§ Instructions to follow
Output the data below exactly.

§ Data extract
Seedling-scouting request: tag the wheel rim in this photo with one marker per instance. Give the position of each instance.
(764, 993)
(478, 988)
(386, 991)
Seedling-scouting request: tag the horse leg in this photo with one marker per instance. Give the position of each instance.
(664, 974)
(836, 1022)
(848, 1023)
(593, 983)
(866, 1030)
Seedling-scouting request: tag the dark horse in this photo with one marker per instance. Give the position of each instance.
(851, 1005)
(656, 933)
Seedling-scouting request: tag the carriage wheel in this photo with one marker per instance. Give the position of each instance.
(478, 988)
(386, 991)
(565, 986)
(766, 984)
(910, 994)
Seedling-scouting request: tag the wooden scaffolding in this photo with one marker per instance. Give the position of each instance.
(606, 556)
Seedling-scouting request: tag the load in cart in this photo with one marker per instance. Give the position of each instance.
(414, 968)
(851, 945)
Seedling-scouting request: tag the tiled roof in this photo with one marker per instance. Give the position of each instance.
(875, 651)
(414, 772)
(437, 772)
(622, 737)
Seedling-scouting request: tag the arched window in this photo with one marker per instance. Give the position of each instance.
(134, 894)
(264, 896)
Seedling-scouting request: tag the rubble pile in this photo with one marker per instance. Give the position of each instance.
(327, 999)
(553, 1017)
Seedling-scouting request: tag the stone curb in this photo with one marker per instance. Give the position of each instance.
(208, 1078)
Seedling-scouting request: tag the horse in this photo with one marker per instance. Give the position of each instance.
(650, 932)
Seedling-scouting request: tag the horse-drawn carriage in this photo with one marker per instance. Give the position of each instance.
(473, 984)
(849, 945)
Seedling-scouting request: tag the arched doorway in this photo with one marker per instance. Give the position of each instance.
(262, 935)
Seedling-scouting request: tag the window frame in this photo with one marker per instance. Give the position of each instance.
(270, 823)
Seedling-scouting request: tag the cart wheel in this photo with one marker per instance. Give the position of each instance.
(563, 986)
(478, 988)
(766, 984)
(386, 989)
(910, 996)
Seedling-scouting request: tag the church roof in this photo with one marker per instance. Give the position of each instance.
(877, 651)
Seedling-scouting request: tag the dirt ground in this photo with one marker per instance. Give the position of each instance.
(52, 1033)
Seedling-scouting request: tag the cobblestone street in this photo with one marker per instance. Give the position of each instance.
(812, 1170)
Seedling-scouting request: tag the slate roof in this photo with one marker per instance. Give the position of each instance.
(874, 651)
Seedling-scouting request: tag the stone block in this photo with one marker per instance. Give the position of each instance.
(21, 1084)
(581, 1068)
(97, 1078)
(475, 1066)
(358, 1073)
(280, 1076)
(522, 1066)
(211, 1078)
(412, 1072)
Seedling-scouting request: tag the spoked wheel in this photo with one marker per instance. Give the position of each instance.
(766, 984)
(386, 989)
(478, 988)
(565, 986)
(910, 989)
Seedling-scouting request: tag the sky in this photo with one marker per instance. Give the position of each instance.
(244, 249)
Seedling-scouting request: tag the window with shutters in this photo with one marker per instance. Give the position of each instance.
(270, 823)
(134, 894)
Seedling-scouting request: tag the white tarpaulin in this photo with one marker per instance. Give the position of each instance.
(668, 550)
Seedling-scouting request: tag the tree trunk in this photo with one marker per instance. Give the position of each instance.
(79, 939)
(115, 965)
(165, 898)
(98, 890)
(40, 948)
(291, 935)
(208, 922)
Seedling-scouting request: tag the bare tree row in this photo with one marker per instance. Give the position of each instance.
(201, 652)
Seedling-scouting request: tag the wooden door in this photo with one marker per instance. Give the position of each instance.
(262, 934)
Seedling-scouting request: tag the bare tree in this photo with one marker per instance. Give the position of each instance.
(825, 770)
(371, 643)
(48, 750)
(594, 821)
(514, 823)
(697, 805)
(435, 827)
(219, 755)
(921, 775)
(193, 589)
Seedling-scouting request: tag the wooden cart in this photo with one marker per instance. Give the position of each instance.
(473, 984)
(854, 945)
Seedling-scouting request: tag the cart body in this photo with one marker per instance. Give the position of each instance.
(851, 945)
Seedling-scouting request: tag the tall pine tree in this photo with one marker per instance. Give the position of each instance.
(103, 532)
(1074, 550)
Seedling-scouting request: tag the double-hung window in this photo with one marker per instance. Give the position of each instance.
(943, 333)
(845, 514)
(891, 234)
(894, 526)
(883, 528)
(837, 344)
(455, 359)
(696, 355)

§ Solution to this problem
Seedling-scouting request: tag the wheel rim in this photo with one marker per instance. Give the position of each instance.
(764, 993)
(478, 988)
(386, 991)
Seedling-scouting request: tag the horse leg in this photo with one marker per instance. Give the position of each instance.
(664, 974)
(836, 1022)
(848, 1023)
(593, 983)
(866, 1030)
Seedling-scouting request: tag the dark horse in this photo with one marker per instance. Give the position of each instance.
(851, 1005)
(656, 933)
Seedling-scouting request: tag the carriage wheel in this photo with one marker per instance. Give the position of each instance.
(478, 988)
(386, 991)
(565, 986)
(766, 984)
(910, 994)
Seedling-scouting request: tag the wooden scaffolding in this photo with one marker per instance. Give the position of each instance.
(606, 556)
Seedling-scouting request: tag the load in cart in this photo with one marker per instance. Give the position of each instance.
(414, 968)
(851, 945)
Seedling-scouting request: tag the tiled roof in this photo with one marker per instance. Give the position of each instance.
(875, 651)
(414, 772)
(437, 772)
(622, 737)
Seedling-scouting request: tag the arched window in this photo with one marker per instance. Give the position of each instance.
(134, 894)
(264, 896)
Seedling-scouting request: tag the rubble pile in this photo with one marker per instance. Give the position of each instance.
(327, 999)
(553, 1017)
Seedling-scouting request: tag the stone curb in this photo with one marker per instance. Give the position of each instance.
(208, 1078)
Seedling-scouting request: tag the horse in this photo with one marker per instance. Give the position of each instance.
(650, 932)
Seedling-scouting request: tag the horse-drawn carriage in this photo with one marker per instance. Give the position of each instance.
(473, 984)
(849, 945)
Seedling-scouting request: tag the arched doorway in this photo with one marker per instance. Give the position of each instance.
(262, 935)
Seedling-scouting request: tag the window frame in this photo with one marker per instance. Give the position of each instance.
(270, 823)
Seedling-scouting request: tag the cart wheel in this photo with one marker per instance. Give the position of each instance.
(563, 986)
(478, 988)
(766, 984)
(386, 989)
(910, 996)
Seedling-scouting request: tag the church roof in this photo with one marker per instance. Give the position of each instance.
(877, 651)
Seedling-scouting request: tag the dirt ground in this photo with one marker per instance. Give the position of each instance.
(52, 1033)
Seedling-scouting request: tag the cobblestone street in this photo with one marker per instance. Give the position of each instance.
(812, 1170)
Seedling-scouting request: tag the slate roof in this photo with one marker per instance. Give the position of each instance.
(874, 651)
Seedling-scouting request: tag the stone block in this photo with one marker per instance. Give the position of each instance.
(21, 1084)
(581, 1068)
(97, 1078)
(475, 1066)
(358, 1073)
(280, 1076)
(522, 1066)
(211, 1078)
(412, 1072)
Seedling-scouting request: tag the spoked wheel in this photo with one marker per instance. Give the position of each instance.
(766, 984)
(386, 989)
(478, 988)
(565, 986)
(910, 989)
Seedling-scouting request: tag the sky in this photo with one marker per instance. Give the position of each instance.
(244, 249)
Seedling-scouting request: tag the window with shutters in this photo with one marker per instance. Give the position of each instance.
(270, 823)
(134, 894)
Seedling-scouting request: tag the white tarpaulin in this photo with one marker per instance. Give the position of each instance.
(668, 550)
Seedling-scouting request: tag the tree trunk in this photo with one marker per instance. Give the position of each instance.
(79, 939)
(115, 965)
(165, 898)
(98, 890)
(40, 948)
(291, 935)
(208, 922)
Seedling-scouting request: tag the bare tree row in this photo with one marker per instance. Give the position of each instance.
(201, 652)
Seedling-scouting request: tag the wooden door in this photo with one marker per instance. Give the position of each instance.
(262, 934)
Seedling-scouting request: tag the bare tree in this photo with one marker per instance. Give the position of each instance.
(825, 770)
(371, 643)
(48, 750)
(594, 821)
(514, 823)
(697, 805)
(435, 827)
(219, 755)
(921, 775)
(193, 589)
Seedling-scouting request: tag the wooden cart in this photo with one marker per instance. Give the position of each instance.
(473, 984)
(854, 945)
Seedling-scouting request: tag the cart body in this photo with one marker per instance. Give the position of each instance.
(851, 945)
Seedling-scouting request: tag the tall pine tree in this photo with one marker per instance. Give the position of each instance.
(103, 532)
(1074, 550)
Seedling-scouting request: tag the double-hung window in this photo with one marker per instance. Give the position of each instance.
(943, 333)
(845, 514)
(891, 234)
(894, 526)
(883, 528)
(837, 344)
(455, 359)
(696, 355)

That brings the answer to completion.